:: WHAT THE TASK REQUIRES ::
After locating the line that contains "Target: modernist office building" in the records below, write out exactly that line and each line after it through the one that contains "(format x=168, y=67)", and nothing else.

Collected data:

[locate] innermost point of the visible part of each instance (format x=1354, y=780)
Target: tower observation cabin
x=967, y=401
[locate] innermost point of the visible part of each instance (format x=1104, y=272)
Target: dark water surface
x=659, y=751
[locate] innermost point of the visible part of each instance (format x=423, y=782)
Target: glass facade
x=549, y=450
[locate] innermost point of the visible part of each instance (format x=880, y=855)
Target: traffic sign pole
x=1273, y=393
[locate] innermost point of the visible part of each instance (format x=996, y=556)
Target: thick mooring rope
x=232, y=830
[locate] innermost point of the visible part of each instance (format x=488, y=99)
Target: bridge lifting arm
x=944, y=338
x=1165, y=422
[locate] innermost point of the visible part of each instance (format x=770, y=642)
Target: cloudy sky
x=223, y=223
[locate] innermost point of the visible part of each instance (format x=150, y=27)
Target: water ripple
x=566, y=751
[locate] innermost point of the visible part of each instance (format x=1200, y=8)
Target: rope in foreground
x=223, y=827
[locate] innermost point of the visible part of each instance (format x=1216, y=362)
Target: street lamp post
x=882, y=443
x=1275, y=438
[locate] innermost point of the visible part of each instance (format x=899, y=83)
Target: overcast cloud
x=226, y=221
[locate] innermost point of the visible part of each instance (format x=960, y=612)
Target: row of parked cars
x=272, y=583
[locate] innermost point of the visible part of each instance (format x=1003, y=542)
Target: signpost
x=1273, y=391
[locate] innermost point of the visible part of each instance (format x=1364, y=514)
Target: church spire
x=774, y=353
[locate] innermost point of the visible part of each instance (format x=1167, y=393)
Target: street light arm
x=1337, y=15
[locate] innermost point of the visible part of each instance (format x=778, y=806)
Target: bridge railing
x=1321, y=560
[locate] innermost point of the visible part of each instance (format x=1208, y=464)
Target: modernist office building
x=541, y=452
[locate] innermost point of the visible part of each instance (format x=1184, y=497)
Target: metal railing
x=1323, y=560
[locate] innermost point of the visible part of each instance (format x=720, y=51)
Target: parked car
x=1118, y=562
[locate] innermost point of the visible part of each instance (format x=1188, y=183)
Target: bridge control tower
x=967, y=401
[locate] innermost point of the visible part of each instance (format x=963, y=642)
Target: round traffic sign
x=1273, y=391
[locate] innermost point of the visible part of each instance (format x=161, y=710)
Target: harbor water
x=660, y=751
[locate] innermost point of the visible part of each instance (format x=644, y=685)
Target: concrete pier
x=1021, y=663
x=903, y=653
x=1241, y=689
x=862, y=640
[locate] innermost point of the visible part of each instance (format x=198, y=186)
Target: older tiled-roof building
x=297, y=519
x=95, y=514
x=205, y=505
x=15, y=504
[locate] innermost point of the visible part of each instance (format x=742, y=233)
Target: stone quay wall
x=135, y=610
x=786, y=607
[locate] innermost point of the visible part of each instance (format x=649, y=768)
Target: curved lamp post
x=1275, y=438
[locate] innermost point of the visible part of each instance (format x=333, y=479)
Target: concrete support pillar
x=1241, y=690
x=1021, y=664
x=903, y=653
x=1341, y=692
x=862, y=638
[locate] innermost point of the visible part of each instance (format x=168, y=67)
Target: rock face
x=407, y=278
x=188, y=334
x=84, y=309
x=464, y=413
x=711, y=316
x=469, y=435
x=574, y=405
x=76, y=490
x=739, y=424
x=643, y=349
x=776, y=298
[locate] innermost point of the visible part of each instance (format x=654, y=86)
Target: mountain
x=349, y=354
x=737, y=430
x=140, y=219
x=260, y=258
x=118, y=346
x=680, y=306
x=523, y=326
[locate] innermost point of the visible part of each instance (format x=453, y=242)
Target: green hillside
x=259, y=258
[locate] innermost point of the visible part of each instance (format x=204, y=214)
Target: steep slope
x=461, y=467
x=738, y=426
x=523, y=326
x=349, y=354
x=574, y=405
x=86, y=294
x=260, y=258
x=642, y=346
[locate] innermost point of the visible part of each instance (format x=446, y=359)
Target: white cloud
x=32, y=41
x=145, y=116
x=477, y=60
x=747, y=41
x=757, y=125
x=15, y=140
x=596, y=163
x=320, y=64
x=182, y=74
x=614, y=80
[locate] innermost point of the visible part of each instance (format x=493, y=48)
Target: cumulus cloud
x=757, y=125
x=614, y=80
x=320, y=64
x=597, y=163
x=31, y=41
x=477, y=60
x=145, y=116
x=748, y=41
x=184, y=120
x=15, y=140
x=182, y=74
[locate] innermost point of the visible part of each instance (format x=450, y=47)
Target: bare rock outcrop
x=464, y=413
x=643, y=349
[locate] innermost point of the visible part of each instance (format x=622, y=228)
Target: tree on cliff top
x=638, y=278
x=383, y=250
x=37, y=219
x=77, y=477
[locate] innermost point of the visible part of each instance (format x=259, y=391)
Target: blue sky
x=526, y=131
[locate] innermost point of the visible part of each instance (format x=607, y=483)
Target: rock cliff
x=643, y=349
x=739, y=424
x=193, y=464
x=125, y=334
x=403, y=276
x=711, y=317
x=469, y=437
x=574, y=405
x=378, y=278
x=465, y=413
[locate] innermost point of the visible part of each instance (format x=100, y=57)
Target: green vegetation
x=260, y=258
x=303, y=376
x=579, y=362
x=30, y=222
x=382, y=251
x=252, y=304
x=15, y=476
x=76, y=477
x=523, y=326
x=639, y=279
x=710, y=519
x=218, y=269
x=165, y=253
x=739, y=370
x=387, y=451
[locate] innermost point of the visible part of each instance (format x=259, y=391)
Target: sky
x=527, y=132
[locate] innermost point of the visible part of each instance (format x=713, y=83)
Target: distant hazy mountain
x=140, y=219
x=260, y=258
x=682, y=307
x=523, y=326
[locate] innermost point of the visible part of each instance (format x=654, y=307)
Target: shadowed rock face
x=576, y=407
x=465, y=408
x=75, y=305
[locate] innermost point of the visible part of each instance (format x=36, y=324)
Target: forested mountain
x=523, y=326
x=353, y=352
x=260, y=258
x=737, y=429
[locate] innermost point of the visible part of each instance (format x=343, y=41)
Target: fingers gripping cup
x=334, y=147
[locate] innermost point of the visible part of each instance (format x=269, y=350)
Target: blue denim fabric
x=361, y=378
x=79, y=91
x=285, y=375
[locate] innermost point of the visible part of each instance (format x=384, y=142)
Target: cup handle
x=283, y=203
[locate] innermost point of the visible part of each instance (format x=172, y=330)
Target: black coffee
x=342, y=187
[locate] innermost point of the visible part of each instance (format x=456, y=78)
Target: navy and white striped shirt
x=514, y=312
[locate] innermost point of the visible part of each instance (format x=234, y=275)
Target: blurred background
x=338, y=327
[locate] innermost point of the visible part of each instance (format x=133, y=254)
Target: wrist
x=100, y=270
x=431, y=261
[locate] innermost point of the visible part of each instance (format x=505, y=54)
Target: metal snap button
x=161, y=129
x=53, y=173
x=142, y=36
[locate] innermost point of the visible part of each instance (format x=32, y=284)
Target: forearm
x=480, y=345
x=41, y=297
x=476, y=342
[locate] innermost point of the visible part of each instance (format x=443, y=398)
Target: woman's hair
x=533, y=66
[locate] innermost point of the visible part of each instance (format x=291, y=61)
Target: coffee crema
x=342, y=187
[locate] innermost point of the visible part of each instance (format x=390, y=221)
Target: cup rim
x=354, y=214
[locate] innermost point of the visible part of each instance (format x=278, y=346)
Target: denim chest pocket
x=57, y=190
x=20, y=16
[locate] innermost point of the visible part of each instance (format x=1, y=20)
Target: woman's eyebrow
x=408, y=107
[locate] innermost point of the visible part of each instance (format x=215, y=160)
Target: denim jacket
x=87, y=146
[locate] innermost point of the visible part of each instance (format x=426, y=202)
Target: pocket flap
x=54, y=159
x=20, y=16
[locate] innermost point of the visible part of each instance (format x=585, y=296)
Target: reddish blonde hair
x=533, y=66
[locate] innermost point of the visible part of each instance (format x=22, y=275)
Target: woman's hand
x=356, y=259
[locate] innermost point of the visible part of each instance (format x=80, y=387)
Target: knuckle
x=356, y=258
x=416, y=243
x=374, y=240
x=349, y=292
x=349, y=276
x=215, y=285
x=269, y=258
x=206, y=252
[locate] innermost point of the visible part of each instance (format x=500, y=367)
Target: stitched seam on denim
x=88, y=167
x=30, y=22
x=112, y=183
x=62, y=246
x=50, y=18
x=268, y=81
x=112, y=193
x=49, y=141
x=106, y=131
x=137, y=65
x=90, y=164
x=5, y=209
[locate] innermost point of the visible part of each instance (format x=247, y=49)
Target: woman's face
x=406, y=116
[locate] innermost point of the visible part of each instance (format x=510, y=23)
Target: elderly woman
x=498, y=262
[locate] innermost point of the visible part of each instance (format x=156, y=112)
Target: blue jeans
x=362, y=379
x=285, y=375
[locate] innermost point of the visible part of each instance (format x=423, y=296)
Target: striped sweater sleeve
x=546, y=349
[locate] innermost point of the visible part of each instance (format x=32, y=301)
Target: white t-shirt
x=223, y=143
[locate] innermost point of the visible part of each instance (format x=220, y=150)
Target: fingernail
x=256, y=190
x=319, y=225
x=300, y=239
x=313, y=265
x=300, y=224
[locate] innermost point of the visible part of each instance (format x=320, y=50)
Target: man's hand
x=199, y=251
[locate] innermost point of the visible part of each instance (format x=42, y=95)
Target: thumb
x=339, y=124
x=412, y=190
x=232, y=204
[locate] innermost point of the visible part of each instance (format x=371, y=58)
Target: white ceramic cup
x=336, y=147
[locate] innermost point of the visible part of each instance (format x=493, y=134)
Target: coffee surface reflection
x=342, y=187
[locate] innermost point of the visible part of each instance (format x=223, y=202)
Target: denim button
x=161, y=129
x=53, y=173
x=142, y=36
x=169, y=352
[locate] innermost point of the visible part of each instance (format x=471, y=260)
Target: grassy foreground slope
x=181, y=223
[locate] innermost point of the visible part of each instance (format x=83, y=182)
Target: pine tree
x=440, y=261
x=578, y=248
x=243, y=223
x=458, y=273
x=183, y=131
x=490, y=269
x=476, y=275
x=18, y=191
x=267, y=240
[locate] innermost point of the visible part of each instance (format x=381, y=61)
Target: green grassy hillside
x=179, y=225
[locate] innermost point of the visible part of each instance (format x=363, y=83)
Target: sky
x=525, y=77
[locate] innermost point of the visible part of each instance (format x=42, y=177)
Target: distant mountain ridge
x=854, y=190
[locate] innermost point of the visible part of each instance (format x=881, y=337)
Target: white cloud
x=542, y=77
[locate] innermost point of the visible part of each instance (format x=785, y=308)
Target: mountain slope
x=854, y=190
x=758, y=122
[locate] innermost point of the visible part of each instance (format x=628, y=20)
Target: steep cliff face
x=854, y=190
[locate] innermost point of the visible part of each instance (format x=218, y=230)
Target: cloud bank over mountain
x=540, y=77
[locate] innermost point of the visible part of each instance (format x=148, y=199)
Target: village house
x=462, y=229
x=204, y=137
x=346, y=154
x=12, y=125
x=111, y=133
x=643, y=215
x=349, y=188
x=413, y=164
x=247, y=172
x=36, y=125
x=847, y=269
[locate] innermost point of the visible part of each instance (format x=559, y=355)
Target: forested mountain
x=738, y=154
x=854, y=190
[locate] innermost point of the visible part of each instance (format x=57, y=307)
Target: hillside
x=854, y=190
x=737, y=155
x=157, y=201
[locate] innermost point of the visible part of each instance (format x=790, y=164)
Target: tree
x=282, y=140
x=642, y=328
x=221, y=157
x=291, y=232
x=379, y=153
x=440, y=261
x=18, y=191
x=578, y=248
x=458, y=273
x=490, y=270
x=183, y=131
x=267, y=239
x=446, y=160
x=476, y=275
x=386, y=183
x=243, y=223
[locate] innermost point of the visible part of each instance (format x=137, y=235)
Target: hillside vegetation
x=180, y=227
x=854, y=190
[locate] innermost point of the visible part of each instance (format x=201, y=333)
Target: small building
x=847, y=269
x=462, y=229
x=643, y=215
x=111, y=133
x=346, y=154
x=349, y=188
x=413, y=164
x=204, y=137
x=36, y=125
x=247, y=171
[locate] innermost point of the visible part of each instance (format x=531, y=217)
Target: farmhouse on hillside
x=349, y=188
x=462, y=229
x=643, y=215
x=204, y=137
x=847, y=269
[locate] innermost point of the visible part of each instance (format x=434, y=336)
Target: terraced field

:: YOUR RESPONSE ::
Target: modernist office building
x=541, y=452
[locate] innermost point of the visible part of each instance (format x=1184, y=497)
Target: metal railing
x=1323, y=560
[locate] innermost point of the visible part of each instance (format x=720, y=51)
Target: parked car
x=1118, y=562
[locate] innermost point of the visible part of each instance (format x=1188, y=183)
Target: bridge control tower
x=967, y=401
[locate] innermost point of the visible part of each instance (format x=963, y=642)
Target: round traffic sign
x=1273, y=391
[locate] innermost point of the visible part of each instance (format x=161, y=710)
Target: harbor water
x=660, y=751
[locate] innermost point of the visible part of each instance (format x=644, y=685)
Target: concrete pier
x=1021, y=663
x=903, y=653
x=1241, y=689
x=862, y=640
[locate] innermost point of the visible part of each instance (format x=198, y=186)
Target: older tiled-roof building
x=297, y=519
x=95, y=514
x=205, y=505
x=15, y=504
[locate] innermost point of the visible part of each instance (format x=742, y=233)
Target: stone quay wall
x=135, y=610
x=786, y=607
[locate] innermost point of the visible part of each instance (format x=649, y=768)
Target: curved lamp post
x=1275, y=438
[locate] innermost point of the visible part of each instance (format x=333, y=479)
Target: concrete support pillar
x=1241, y=690
x=1021, y=664
x=903, y=653
x=1341, y=692
x=862, y=638
[locate] innermost point of the visible part of each instance (format x=168, y=67)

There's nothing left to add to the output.